**AIM:**
Write out the whole of the material exactly.

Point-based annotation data
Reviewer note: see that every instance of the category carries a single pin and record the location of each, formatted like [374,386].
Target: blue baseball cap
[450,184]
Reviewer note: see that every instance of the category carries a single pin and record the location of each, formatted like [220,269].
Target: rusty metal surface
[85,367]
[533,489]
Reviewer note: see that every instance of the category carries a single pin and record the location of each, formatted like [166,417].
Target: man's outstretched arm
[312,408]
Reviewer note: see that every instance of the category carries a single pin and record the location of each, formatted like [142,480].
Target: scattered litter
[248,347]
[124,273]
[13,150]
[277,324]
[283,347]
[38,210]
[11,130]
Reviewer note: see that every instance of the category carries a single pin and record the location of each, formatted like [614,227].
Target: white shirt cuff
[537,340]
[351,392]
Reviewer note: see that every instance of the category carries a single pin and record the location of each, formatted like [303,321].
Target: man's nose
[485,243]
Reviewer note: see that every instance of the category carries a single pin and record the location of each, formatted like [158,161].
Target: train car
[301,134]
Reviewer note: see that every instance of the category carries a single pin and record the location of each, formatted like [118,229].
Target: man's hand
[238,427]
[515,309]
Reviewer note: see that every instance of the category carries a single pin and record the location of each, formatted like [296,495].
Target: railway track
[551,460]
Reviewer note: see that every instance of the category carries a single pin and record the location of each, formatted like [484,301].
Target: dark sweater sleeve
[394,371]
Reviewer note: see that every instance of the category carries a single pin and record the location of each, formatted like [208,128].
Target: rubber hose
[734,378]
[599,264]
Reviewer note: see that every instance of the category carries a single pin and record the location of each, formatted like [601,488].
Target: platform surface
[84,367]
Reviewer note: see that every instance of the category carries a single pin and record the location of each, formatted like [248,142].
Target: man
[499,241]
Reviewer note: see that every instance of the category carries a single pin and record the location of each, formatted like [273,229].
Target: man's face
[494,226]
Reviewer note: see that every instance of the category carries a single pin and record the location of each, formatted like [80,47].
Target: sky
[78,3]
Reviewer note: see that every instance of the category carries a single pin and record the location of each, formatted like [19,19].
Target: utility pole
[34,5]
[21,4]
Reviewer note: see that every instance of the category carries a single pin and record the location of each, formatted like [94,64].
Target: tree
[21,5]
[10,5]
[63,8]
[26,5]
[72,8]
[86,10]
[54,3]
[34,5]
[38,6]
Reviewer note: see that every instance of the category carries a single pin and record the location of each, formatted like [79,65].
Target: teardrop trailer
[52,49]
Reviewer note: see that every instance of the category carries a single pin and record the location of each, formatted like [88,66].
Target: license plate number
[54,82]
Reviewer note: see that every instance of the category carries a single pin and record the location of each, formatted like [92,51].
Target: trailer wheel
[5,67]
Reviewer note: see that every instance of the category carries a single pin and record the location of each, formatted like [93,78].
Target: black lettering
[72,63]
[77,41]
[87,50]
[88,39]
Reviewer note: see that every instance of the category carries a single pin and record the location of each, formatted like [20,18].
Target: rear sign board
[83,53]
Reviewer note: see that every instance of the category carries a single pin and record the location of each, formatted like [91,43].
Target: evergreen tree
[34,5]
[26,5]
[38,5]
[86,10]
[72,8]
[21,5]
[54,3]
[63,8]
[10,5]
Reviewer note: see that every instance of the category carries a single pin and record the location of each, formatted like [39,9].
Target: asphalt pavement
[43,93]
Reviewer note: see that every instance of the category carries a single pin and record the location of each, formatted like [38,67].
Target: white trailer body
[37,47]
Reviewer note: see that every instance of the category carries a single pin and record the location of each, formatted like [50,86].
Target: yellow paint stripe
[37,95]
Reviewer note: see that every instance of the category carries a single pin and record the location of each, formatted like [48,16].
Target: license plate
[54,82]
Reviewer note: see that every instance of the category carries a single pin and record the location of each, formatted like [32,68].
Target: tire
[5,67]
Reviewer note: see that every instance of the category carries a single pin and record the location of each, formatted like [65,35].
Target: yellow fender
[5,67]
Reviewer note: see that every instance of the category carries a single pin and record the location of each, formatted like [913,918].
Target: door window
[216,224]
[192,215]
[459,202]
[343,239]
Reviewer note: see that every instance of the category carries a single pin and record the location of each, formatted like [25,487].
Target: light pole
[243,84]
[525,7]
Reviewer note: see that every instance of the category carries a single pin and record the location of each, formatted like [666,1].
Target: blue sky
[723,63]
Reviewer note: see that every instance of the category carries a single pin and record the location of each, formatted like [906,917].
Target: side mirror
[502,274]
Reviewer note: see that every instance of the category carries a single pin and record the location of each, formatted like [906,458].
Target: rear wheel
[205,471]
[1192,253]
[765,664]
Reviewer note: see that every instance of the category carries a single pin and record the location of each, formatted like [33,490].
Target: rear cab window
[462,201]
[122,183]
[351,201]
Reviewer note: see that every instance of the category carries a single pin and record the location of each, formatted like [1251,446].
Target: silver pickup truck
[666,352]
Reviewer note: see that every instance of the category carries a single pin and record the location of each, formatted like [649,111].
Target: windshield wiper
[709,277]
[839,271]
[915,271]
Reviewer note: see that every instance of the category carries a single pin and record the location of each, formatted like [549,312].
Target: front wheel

**WRITTEN RESPONSE:**
Reviewer note: see that every instance of the category carries a single pin and record the location of each, formatted like [374,386].
Target: blue baseball cap
[450,184]
Reviewer note: see that every instance of the category carries a single pin and record the location of each, formatted like [220,269].
Target: rusty metal surface
[85,367]
[533,489]
Reviewer note: see that every instance of the category carries a single pin and record the location of each, formatted like [166,417].
Target: man's outstretched arm
[312,408]
Reviewer note: see that every instance of the category carries a single pin and record the location of each, formatted like [142,480].
Target: scattered litter
[248,347]
[124,273]
[13,150]
[277,324]
[283,347]
[38,210]
[11,130]
Reviewer note: see that every instance of the category carries a single pin and record the location of each, formatted like [614,227].
Target: white shirt cuff
[537,340]
[351,392]
Reviewer note: see that every instance of the category carries a single pin and record the location of each, formatted like [303,321].
Target: man's nose
[485,243]
Reviewer note: see that every instance of the category carries a single pin and record the location of each, formatted like [158,161].
Target: train car
[301,134]
Reviewer note: see that every instance of the category carries a single pin and record the location of each, formatted like [118,229].
Target: man's hand
[238,427]
[515,309]
Reviewer note: see that every instance of the category carries a single pin and record the location of each, formatted like [296,495].
Target: railway track
[551,460]
Reviewer note: see that every instance of the category carries a single pin and record the location of each, formatted like [484,301].
Target: dark sweater sleeve
[394,371]
Reviewer note: see that every instance of the category carries a single pin and record the location of each, formatted like [208,128].
Target: rubber hose
[734,378]
[599,264]
Reviewer note: see that every instance of the category carries a single pin and record the location of each, formatted like [601,488].
Target: platform surface
[84,367]
Reviewer note: see that every instance of the category carries a single pin and record the location of each, formatted like [248,142].
Target: man
[499,241]
Reviewer note: see that every instance of the category carries a single pin and record the location of each, formatted like [273,229].
Target: man's face
[494,226]
Reviewer note: see that every instance of the category carries a single pin and record the location of each, formatted like [80,47].
Target: sky
[78,3]
Reviewer note: see that every instance of the category carries a single pin and record the location of each, formatted like [19,19].
Target: utility pole
[34,5]
[21,4]
Reviewer note: see that every instance of the category carries a single pin and record the location of each, formatted like [94,64].
Target: tree
[21,5]
[10,5]
[63,8]
[26,5]
[72,8]
[86,10]
[54,3]
[34,5]
[38,6]
Reviewer note: see that every instance of the category carries a single pin and record the location of each, formatted like [79,65].
Target: teardrop trailer
[52,49]
Reviewer note: see that every instance of the category carries a single pin and record the location of each, formatted like [88,66].
Target: license plate number
[54,82]
Reviewer note: see that every instance of the category carries a single pin and record the location of each, formatted like [92,51].
Target: trailer wheel
[5,67]
Reviewer note: see that every instance of the category carries a single pin and record the location of each, formatted like [93,78].
Target: black lettering
[72,63]
[77,41]
[87,50]
[88,39]
Reviewer note: see that every instance of the category carries a single pin and record the location of each, formatted like [20,18].
Target: rear sign board
[83,53]
Reviewer note: see that every instance of the category carries a single pin and record the location of each, formatted like [91,43].
Target: evergreen tree
[34,5]
[26,5]
[38,5]
[86,10]
[72,8]
[21,5]
[54,3]
[63,8]
[10,5]
Reviewer note: see that every instance of the category carries a single pin and record the location of each, formatted like [39,9].
Target: asphalt pavement
[43,93]
Reviewer note: see that every instance of the category carries a single pin and record the location of each, formatted like [38,67].
Target: white trailer body
[37,47]
Reviewer note: see that every instance of the category carries a single pin and record the location of each, formatted like [50,86].
Target: yellow paint stripe
[37,95]
Reviewer note: see that every instance of the category carries a single pin and record the location of each, formatted like [48,16].
Target: license plate
[54,82]
Reviewer note: see that every instance of the category carries a single pin and record the location of each, formatted like [32,68].
Target: tire
[5,67]
Reviewer note: see that every instance of the category carries a single pin and record the location of each, formatted like [65,35].
Target: yellow fender
[5,67]
Reviewer note: see that every instance of the category carries a single pin and record the location of each, formatted like [913,918].
Target: door window
[216,224]
[192,215]
[459,202]
[343,239]
Reviewer note: see that every instance of the category carries a single pin and record the location of each, formatted like [25,487].
Target: light pole
[243,84]
[525,7]
Reviewer note: see that every instance of the category carries a single pin and record the location of each, formatted like [666,1].
Target: blue sky
[723,63]
Reviewer note: see that every instance of the category carries a single pin and record the location of each, formatted like [906,917].
Target: side mirror
[502,274]
Reviewer note: see that every instance of the category carries a single pin and record the location of each, formatted like [906,458].
Target: rear wheel
[205,471]
[1192,253]
[765,664]
Reviewer note: see that every instance of the category carries a single pin and record the location of each, formatted like [33,490].
Target: rear cab window
[462,201]
[122,183]
[351,201]
Reviewer note: see that every instance of the category carries a single pin and record the location of each, formatted like [1251,446].
Target: silver pickup truck
[666,352]
Reviewer note: see that every instance of the category carries a single pin and record the location of each, formatted like [649,111].
Target: windshield wiper
[709,277]
[839,271]
[915,271]
Reviewer note: see that every instance of the category carries a single pin and record the location of each, formatted like [549,312].
Target: front wheel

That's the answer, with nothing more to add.